**GOAL**
Write out the stretch of the material from the line containing "Check the image above for the presence of any ocean" through the line containing "[0,106,468,329]", with both of those lines included. Keep every line identical to the original.

**DATASET ENTRIES**
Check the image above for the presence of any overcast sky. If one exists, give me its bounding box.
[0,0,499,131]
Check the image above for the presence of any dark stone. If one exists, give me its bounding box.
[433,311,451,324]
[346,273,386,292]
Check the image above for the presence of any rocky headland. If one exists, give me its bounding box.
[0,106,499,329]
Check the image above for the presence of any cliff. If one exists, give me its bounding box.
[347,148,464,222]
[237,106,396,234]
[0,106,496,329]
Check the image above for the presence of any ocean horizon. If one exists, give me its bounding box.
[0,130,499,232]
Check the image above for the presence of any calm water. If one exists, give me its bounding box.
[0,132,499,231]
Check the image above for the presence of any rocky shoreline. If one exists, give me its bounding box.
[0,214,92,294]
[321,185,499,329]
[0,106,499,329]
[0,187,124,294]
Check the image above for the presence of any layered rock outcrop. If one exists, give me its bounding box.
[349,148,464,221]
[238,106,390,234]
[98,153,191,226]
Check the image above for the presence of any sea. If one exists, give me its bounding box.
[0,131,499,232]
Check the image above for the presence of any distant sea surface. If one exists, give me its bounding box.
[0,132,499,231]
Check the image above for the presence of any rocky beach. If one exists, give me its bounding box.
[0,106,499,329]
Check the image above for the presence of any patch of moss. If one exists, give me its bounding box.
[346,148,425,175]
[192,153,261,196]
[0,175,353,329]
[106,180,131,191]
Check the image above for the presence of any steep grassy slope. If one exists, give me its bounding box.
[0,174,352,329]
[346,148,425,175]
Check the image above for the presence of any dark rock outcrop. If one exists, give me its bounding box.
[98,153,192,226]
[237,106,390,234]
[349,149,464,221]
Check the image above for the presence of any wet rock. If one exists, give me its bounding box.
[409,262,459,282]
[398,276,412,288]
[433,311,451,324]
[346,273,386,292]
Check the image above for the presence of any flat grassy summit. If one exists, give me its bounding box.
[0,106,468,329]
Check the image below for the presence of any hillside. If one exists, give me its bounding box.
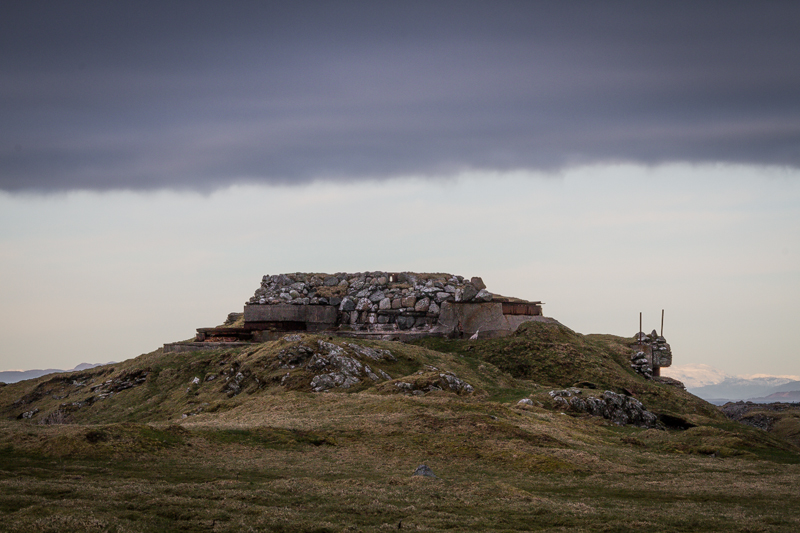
[0,322,800,531]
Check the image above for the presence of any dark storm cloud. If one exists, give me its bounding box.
[0,1,800,191]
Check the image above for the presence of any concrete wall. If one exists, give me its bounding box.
[244,304,338,329]
[434,302,542,339]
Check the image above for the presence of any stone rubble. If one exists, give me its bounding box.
[548,388,658,428]
[247,272,494,330]
[394,367,475,396]
[631,330,672,378]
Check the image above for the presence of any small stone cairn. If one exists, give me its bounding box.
[247,272,494,330]
[631,330,672,379]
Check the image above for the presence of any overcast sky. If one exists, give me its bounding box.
[0,1,800,374]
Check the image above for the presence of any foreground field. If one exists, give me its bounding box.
[0,326,800,532]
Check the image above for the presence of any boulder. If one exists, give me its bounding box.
[469,276,486,291]
[475,289,494,302]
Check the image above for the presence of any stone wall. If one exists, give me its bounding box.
[245,272,521,334]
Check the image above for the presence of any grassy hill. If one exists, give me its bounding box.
[0,323,800,531]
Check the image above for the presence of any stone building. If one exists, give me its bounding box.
[191,272,549,341]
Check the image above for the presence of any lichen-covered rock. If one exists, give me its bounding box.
[549,389,658,428]
[379,367,475,395]
[278,335,396,392]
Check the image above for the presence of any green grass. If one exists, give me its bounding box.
[0,324,800,532]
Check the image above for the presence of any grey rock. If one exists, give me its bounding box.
[436,292,454,304]
[475,289,494,302]
[401,296,417,307]
[397,316,414,329]
[456,283,478,302]
[469,276,486,291]
[369,291,386,304]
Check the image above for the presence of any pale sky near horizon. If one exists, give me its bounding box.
[0,5,800,375]
[0,165,800,374]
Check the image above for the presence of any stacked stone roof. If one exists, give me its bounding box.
[248,272,494,329]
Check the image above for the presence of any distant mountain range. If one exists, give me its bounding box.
[663,365,800,405]
[0,361,116,383]
[687,376,800,405]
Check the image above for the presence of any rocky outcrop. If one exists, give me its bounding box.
[631,330,673,376]
[380,366,475,396]
[278,335,395,392]
[549,388,658,428]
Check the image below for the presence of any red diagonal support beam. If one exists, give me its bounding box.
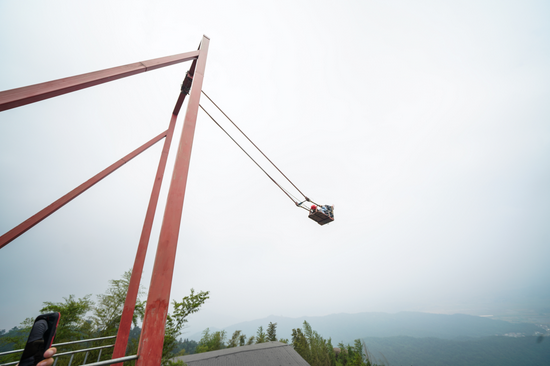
[136,36,210,366]
[112,60,197,366]
[0,131,167,249]
[0,51,199,112]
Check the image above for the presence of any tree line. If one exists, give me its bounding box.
[0,271,209,366]
[0,271,384,366]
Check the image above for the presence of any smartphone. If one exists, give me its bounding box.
[19,313,61,366]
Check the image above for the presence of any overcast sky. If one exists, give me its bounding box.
[0,0,550,332]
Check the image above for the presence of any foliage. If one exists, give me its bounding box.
[256,326,267,343]
[0,271,209,366]
[174,339,199,356]
[92,270,145,337]
[227,330,241,348]
[267,322,277,342]
[41,295,94,343]
[162,289,209,365]
[196,328,225,353]
[292,321,382,366]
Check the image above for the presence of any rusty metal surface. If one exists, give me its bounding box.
[136,36,210,366]
[0,131,167,249]
[112,60,197,366]
[0,51,199,112]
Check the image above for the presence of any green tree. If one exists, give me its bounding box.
[92,270,145,337]
[292,321,376,366]
[162,289,210,365]
[256,325,267,343]
[41,295,95,343]
[227,330,241,348]
[196,328,225,353]
[267,322,277,342]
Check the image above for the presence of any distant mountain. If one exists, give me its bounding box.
[188,312,542,344]
[364,337,550,366]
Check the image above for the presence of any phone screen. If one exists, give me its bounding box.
[19,313,60,366]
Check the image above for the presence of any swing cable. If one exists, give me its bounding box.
[199,103,304,208]
[201,90,315,207]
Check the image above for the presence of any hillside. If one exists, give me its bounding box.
[186,312,543,343]
[364,336,550,366]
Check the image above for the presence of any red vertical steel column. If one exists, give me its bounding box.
[136,36,210,366]
[112,60,197,366]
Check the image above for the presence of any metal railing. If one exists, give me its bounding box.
[0,336,138,366]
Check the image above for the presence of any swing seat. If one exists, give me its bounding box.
[308,210,334,225]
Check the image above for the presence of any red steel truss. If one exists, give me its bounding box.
[0,36,210,366]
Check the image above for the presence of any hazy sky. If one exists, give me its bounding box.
[0,0,550,332]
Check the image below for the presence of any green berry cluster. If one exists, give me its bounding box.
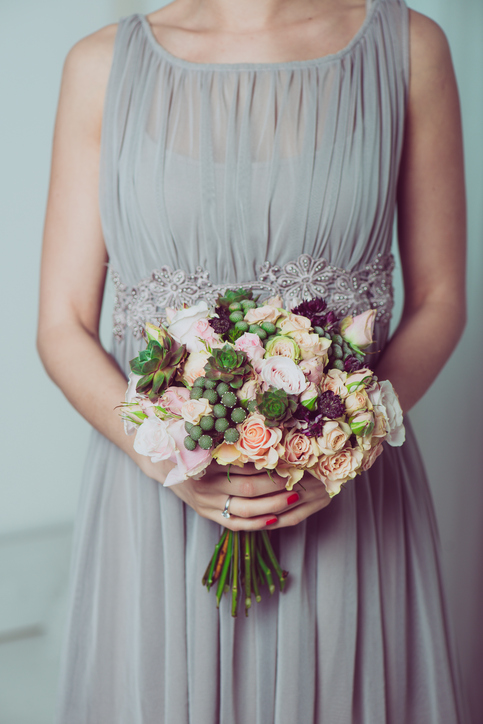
[184,377,247,450]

**THE SOLUTION**
Check the image above for the presence of any ocean horizon. If one exists, give me its bounding box.
[0,130,499,232]
Check the image above for the presence of any calm water. If one exists, give me its bounding box.
[0,132,499,231]
Check the image above for the presence of any rocky shoreline. If one exists, give me its bounding box.
[0,214,92,294]
[321,185,499,329]
[0,106,499,329]
[0,187,124,294]
Check the image above for the presence of any layered rock outcrop. If one exists, give me its bounding box.
[349,148,464,221]
[238,106,390,234]
[98,153,191,226]
Check the image above for the presence of any sea. If one exists, give me its bounding box.
[0,131,499,232]
Check the image above for the presence of any distant sea surface. If one exists, give me its bounding box.
[0,132,499,231]
Check the image above for the presence of any rocky beach. If one exists, give me its bounding box.
[0,106,499,329]
Check the image above for the presence of any patch of moss. If one exists, give me its bounding box.
[346,148,425,175]
[192,153,261,196]
[0,175,353,329]
[106,180,131,191]
Check the image above for the presence of any steep grassy slope. If one exists, give me its bounding box.
[0,174,352,329]
[346,148,425,175]
Check the image above for the presence of any dark rock outcrop. If one exists, give me its bounding box.
[98,153,192,226]
[237,106,390,234]
[349,149,464,221]
Check the image above for the presence of any wet rock. If one exists, give me its bounding box.
[409,262,459,282]
[398,276,412,288]
[433,311,451,324]
[346,273,386,292]
Check the image above for the presence of any flat grassy summit. If one exists, give me its bounding box.
[0,106,468,329]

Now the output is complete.